Region labeling rows:
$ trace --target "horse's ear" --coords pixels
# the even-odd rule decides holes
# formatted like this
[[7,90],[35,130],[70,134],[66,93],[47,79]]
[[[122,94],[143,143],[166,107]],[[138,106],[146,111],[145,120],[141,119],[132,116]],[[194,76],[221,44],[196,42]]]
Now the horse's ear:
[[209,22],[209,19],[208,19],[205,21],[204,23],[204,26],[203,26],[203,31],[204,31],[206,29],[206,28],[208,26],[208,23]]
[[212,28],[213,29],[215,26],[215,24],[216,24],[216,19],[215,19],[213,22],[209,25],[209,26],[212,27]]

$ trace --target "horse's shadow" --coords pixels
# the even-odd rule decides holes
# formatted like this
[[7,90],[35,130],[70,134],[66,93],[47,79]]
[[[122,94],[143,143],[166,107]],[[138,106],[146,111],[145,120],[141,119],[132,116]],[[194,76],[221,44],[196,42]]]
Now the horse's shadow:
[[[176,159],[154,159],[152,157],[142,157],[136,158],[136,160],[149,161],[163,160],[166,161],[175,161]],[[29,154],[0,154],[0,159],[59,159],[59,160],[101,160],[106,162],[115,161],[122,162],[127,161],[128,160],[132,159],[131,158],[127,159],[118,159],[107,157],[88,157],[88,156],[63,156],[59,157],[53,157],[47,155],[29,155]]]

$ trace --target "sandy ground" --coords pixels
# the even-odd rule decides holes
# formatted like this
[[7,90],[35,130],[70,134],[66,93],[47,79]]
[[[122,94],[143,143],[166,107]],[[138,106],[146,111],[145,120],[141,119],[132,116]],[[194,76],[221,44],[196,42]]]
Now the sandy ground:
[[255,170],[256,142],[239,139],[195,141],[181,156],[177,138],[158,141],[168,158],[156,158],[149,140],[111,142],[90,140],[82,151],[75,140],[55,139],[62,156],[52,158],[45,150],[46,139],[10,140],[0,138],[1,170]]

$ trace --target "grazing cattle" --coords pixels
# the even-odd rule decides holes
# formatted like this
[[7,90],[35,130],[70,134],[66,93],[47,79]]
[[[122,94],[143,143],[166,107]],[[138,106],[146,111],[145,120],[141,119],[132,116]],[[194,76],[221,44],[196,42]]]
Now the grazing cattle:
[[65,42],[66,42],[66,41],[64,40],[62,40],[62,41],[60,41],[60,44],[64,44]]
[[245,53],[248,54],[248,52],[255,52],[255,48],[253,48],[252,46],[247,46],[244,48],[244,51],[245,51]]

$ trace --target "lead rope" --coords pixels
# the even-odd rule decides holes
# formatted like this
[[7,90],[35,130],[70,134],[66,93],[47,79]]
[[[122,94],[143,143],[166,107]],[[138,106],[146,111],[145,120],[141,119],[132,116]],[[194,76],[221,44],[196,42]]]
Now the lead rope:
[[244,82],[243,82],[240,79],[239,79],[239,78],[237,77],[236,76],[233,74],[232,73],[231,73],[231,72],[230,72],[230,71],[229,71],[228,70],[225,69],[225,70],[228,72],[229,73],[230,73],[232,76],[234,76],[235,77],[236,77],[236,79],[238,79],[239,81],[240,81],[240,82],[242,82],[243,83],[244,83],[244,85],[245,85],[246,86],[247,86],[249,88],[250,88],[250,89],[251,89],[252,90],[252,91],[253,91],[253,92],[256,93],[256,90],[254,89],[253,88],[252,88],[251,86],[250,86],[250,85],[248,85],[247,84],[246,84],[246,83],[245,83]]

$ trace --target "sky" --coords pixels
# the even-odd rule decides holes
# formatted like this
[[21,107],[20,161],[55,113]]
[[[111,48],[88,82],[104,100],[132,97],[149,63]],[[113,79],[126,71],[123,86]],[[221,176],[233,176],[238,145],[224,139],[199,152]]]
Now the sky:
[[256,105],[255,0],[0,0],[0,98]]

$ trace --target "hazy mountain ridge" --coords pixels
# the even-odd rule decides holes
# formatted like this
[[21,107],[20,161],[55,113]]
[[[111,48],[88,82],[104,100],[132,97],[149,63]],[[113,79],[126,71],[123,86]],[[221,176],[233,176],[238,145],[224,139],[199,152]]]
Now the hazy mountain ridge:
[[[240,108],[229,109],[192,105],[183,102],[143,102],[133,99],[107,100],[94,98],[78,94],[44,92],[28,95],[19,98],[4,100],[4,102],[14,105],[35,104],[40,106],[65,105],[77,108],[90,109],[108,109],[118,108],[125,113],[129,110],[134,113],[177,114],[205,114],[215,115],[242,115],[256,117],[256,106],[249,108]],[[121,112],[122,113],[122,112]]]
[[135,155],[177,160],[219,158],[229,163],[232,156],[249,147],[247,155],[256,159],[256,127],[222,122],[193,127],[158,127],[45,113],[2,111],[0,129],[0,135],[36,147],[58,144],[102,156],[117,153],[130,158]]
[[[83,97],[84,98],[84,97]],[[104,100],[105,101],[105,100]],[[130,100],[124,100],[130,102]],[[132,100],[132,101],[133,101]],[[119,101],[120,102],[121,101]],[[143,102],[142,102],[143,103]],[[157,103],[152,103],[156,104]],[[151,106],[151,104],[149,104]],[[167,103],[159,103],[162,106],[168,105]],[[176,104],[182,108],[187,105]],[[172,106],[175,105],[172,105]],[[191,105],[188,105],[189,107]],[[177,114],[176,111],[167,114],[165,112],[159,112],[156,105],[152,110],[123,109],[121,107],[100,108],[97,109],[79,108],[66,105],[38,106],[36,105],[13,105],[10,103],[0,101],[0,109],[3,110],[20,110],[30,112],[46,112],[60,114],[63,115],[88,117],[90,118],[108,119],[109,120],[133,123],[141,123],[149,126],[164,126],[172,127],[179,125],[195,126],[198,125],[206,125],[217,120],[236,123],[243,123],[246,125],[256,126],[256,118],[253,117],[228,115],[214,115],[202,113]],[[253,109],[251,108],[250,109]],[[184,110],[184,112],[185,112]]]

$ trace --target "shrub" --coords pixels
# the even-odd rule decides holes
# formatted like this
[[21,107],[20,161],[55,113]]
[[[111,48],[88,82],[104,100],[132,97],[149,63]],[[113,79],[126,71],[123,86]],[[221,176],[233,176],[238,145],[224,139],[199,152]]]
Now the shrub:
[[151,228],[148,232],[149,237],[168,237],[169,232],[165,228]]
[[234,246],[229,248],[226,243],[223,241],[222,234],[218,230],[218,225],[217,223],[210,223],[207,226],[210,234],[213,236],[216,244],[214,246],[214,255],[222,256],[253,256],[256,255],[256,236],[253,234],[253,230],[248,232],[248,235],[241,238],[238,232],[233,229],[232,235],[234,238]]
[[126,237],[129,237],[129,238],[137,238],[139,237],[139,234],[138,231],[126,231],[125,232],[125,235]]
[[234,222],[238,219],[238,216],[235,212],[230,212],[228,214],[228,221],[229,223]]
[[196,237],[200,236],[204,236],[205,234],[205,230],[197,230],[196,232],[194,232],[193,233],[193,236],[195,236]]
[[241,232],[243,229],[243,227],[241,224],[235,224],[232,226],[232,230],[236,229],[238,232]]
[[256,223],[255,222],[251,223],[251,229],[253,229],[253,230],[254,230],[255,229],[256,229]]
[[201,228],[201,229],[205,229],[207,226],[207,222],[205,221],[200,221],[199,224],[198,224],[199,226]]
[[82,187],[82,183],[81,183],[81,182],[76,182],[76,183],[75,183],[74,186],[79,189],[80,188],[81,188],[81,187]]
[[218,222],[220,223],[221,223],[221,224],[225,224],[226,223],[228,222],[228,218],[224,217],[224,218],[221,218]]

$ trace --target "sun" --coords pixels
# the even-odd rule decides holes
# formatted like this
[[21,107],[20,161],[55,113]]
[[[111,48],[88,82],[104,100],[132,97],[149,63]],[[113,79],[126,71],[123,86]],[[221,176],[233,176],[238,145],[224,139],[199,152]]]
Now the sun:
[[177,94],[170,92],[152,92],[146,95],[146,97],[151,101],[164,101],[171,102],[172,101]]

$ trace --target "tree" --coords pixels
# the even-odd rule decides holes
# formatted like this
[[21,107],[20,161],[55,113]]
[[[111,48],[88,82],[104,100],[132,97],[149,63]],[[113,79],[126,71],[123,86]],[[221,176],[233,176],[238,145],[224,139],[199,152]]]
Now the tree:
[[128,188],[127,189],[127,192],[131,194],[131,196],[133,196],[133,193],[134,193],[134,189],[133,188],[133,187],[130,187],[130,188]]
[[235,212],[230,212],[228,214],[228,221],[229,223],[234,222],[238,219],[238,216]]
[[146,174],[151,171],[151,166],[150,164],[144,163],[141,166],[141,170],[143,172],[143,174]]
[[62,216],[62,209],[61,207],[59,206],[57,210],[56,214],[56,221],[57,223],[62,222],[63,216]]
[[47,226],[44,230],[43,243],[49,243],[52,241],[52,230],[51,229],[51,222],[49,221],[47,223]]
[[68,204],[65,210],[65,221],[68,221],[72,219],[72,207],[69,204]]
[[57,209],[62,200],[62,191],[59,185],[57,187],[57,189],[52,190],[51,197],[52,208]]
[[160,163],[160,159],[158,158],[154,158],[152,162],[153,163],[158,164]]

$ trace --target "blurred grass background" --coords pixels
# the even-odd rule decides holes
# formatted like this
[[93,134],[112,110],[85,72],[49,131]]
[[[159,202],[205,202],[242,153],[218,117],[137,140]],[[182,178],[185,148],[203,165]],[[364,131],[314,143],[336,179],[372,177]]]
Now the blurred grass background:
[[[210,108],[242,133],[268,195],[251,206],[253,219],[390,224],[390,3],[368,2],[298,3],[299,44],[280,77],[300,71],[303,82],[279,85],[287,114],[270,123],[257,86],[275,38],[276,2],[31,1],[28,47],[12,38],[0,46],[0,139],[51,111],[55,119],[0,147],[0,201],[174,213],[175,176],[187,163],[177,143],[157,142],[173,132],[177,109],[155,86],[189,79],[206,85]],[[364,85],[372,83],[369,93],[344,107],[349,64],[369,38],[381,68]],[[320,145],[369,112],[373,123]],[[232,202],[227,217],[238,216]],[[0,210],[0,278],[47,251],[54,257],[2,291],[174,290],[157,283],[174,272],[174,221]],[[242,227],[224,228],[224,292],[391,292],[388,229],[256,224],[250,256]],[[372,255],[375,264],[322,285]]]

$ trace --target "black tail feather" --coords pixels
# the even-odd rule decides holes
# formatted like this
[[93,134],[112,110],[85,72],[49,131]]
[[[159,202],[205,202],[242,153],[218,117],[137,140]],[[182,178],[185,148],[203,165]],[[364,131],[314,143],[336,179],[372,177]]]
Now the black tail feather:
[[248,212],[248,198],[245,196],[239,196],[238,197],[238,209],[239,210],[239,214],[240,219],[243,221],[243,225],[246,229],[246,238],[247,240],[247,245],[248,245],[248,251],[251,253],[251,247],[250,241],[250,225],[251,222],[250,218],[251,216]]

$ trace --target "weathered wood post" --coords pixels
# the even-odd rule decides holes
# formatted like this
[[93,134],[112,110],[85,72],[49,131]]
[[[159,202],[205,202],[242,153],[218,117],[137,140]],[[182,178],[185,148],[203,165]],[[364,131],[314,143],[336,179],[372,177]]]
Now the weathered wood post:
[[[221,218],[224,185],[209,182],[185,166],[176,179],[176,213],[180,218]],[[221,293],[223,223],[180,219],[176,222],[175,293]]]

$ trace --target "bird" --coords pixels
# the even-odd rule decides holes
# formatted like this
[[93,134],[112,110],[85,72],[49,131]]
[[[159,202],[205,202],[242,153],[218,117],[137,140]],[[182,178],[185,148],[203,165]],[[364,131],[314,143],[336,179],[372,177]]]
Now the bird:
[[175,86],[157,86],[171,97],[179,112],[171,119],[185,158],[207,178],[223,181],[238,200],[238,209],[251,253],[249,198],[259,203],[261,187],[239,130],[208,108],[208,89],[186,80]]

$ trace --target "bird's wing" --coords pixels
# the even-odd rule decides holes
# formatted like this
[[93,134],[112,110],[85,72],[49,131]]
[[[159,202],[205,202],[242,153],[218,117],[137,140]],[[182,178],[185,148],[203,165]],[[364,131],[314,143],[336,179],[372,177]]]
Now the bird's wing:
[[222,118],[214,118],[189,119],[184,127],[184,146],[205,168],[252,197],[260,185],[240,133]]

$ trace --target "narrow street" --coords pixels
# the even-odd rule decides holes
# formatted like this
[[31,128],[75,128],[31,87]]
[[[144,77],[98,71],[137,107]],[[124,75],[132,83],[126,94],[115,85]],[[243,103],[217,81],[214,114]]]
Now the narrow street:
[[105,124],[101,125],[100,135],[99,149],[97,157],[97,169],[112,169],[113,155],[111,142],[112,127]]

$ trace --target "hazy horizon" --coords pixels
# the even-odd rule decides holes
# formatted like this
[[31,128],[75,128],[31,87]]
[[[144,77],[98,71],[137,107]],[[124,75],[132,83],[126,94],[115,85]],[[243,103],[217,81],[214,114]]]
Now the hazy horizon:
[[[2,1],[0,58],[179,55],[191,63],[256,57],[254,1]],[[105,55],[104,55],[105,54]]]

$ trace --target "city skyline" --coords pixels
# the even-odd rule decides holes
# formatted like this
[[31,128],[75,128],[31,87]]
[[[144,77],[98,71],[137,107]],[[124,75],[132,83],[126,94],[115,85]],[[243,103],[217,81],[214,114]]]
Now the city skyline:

PROBLEM REQUIREMENTS:
Report how many lines of the rows above contain the string "narrow", counting case. Give only the number.

FINISHED TASK:
2